** START Extracted records **

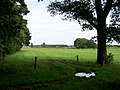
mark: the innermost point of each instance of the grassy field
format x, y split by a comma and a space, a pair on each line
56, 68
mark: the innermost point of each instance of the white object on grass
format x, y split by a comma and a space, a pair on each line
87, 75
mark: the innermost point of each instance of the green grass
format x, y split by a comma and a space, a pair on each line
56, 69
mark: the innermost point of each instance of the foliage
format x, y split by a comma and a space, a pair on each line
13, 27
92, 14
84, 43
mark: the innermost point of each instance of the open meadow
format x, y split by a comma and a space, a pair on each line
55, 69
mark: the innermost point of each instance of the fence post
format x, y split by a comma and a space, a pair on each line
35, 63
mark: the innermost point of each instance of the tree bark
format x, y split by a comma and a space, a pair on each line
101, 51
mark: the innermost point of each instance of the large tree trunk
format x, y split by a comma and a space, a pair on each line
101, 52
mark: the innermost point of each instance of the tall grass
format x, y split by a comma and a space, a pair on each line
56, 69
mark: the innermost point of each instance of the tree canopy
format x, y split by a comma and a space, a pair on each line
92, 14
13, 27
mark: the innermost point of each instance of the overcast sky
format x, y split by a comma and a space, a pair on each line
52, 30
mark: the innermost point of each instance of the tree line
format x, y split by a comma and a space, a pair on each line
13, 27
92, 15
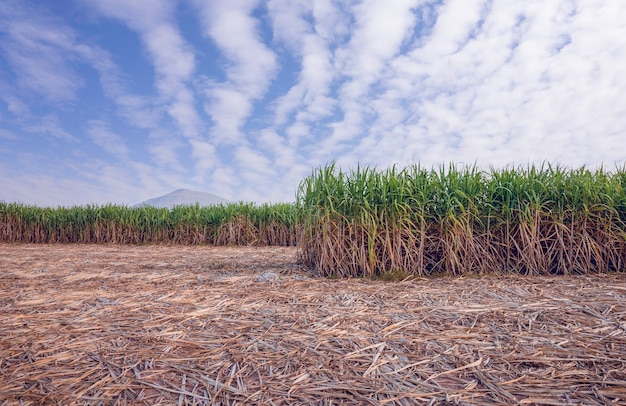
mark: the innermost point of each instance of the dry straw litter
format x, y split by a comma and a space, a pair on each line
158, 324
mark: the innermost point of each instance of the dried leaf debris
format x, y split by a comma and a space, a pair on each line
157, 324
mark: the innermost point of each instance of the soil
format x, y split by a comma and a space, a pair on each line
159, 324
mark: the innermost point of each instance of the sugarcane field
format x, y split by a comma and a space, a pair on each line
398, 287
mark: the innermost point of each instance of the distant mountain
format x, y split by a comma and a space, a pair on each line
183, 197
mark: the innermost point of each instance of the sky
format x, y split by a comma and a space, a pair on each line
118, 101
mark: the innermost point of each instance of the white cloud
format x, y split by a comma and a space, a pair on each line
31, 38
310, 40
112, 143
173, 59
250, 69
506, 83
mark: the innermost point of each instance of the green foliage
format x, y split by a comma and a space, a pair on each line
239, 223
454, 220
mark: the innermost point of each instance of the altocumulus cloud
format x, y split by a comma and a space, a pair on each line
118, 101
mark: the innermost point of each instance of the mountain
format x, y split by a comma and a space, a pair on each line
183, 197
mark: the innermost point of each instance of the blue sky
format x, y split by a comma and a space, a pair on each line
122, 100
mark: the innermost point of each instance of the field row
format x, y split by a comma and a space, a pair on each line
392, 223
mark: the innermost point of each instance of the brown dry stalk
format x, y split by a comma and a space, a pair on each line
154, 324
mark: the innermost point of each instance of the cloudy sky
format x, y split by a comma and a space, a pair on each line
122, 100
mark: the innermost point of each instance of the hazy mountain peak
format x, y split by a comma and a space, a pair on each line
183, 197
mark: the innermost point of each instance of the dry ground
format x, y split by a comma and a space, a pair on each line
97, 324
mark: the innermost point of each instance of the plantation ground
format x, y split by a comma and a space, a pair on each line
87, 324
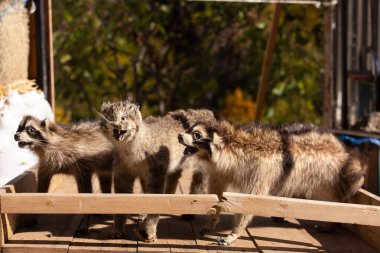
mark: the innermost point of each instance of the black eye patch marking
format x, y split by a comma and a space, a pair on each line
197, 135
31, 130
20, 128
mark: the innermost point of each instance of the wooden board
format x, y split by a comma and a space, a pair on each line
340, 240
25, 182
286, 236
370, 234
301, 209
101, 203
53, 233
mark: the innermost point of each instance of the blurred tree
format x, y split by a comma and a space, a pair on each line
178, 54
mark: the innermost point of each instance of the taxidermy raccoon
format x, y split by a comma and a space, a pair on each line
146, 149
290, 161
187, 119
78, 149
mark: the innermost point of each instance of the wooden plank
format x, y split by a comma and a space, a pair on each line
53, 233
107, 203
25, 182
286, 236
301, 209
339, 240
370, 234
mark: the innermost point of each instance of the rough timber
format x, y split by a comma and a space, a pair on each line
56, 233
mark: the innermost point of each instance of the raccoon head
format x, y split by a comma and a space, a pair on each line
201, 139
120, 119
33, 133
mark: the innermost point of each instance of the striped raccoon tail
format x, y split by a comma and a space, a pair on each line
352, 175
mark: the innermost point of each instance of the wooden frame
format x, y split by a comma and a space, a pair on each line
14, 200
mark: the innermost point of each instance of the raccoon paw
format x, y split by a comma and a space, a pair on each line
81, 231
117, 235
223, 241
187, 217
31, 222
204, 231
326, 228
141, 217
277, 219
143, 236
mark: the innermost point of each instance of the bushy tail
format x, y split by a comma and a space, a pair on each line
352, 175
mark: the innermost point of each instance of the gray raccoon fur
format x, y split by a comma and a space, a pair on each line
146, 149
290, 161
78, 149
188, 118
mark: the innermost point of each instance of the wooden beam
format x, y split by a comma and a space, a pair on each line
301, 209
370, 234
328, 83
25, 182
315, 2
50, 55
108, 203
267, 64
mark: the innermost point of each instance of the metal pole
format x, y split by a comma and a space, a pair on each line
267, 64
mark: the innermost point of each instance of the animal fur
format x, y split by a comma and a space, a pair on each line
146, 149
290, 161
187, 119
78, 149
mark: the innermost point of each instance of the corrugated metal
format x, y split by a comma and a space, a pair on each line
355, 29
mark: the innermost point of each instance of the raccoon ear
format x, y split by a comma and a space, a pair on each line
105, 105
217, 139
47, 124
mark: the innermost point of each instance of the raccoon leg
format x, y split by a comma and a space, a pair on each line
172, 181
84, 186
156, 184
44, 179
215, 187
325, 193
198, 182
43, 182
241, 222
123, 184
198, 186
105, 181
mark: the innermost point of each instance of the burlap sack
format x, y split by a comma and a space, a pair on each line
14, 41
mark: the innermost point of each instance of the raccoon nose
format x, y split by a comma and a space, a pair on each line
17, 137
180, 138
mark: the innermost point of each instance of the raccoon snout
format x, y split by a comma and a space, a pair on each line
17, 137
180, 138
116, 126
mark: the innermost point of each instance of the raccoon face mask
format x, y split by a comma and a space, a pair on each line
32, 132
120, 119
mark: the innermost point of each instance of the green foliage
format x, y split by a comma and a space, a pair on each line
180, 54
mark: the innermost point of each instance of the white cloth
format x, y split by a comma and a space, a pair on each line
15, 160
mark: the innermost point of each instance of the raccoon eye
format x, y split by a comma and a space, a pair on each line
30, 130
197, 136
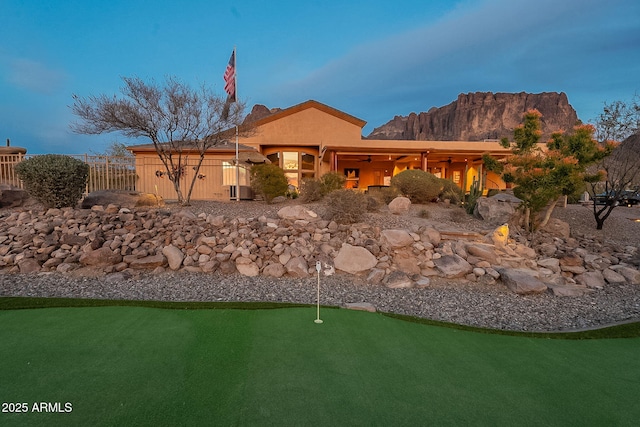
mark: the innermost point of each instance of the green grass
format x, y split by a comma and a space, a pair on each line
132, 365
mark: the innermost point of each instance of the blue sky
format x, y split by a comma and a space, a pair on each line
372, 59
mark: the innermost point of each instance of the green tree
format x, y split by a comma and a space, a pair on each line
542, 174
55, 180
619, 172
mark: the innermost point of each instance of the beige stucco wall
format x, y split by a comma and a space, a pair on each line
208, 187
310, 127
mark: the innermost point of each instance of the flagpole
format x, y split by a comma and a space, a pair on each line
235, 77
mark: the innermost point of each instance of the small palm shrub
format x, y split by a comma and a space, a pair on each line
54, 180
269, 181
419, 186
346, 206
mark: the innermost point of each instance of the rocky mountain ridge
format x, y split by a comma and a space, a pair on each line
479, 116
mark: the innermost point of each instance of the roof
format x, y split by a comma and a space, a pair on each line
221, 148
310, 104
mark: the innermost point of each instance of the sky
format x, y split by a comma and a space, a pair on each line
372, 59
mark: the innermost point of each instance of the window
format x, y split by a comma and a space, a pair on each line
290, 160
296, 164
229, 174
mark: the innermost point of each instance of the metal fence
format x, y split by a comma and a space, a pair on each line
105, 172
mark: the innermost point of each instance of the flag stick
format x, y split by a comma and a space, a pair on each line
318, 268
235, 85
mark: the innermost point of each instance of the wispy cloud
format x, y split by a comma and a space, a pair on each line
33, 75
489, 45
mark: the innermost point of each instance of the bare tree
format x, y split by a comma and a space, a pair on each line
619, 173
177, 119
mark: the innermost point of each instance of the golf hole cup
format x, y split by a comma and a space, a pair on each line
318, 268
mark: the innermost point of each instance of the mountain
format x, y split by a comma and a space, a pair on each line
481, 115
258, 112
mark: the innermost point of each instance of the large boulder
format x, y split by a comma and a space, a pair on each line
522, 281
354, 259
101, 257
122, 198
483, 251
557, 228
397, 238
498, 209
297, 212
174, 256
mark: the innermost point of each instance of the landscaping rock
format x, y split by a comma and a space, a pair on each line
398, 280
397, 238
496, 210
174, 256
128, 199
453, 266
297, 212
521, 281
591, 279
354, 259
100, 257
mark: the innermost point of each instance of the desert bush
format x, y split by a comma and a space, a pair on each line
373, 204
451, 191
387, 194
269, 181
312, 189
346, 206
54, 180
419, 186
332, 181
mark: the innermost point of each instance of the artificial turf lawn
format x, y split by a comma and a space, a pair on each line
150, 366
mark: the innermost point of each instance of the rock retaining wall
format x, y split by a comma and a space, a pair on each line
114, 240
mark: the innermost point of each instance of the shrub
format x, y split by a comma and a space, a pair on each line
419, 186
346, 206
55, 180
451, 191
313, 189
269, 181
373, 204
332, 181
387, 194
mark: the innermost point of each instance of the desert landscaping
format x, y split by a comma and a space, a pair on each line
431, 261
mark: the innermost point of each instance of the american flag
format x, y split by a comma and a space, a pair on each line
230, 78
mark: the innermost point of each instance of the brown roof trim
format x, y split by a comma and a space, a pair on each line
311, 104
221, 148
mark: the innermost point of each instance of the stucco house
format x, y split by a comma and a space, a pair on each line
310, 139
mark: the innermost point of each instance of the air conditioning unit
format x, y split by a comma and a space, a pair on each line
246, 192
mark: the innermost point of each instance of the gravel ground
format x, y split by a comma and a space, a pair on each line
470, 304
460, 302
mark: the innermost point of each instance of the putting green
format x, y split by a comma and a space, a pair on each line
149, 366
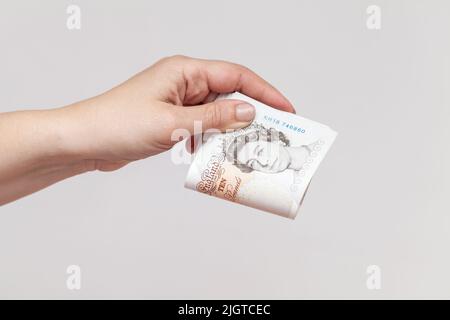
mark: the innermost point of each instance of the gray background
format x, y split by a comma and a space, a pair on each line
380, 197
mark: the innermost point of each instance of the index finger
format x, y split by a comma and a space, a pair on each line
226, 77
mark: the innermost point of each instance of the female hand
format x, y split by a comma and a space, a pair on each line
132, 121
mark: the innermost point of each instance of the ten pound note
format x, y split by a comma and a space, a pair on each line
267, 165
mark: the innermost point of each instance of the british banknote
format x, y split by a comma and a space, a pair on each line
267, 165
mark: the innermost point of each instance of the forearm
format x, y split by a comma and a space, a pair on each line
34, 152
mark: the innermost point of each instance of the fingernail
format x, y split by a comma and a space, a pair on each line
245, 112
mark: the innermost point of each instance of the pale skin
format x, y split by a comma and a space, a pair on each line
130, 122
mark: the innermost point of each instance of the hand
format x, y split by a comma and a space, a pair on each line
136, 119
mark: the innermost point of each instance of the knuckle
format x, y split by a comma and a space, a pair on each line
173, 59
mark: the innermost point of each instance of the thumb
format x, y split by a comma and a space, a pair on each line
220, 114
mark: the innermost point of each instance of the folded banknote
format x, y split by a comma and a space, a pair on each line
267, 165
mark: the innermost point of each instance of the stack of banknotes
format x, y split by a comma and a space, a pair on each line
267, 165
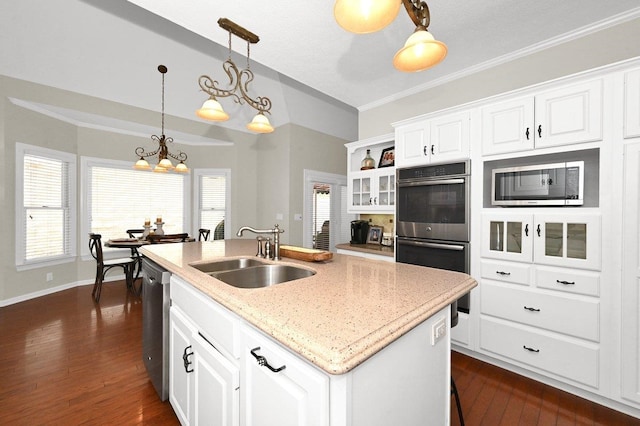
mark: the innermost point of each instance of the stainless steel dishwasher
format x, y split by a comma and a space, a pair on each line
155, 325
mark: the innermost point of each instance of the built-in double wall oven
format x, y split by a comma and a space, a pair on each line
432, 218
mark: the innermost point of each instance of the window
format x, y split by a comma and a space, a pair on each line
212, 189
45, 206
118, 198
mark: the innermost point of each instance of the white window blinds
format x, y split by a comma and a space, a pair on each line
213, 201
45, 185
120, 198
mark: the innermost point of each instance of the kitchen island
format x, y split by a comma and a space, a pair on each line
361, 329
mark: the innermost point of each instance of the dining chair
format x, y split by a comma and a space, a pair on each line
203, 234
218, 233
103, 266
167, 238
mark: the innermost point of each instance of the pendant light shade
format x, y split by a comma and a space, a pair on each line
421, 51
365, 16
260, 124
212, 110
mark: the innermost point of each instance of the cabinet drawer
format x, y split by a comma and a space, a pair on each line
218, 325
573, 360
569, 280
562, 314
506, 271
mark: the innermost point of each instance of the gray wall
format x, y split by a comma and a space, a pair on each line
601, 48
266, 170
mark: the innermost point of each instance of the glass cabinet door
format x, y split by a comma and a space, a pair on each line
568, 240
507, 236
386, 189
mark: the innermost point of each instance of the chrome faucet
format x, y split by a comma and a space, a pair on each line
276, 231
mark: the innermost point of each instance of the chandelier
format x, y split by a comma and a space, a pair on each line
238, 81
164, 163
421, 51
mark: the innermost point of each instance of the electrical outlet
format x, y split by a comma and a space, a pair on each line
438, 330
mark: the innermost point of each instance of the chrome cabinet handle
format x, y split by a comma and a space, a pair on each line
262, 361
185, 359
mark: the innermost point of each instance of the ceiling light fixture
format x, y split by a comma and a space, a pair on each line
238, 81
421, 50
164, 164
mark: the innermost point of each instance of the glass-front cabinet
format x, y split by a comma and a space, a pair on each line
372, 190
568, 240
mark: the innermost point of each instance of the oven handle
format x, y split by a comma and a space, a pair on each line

** END Extracted records **

* [Exercise goal]
What needs duplicating is the run of lines from the one containing "mark: the innermost point of each instance of the chandelier" through the last line of the entries above, exact and complete.

* [Output for this task]
mark: the innermost point of each instance of the chandelier
format x, y split by a comma and a space, a pair on each line
238, 81
164, 163
421, 51
mark: the innermost point of each instance of the electrical outlet
format x, y split by a comma and a space, a pair on each line
438, 330
mark: the innermost point of each instance of the chrome cabinet handle
format x, y split by a comma and a space, a pair on each line
262, 361
185, 359
mark: the innermost point of each instance of the ceiling light fixture
format x, y split by a comma and a space, a pair on each line
238, 81
421, 50
164, 164
mark: the innermost point of each instance of the glass-front cabinet
format x, y split by a comma and a space, a pair on each line
372, 190
568, 240
mark: the innermost point of each instance of the oven handle
format x, y split by a comma and a space, a pair on each line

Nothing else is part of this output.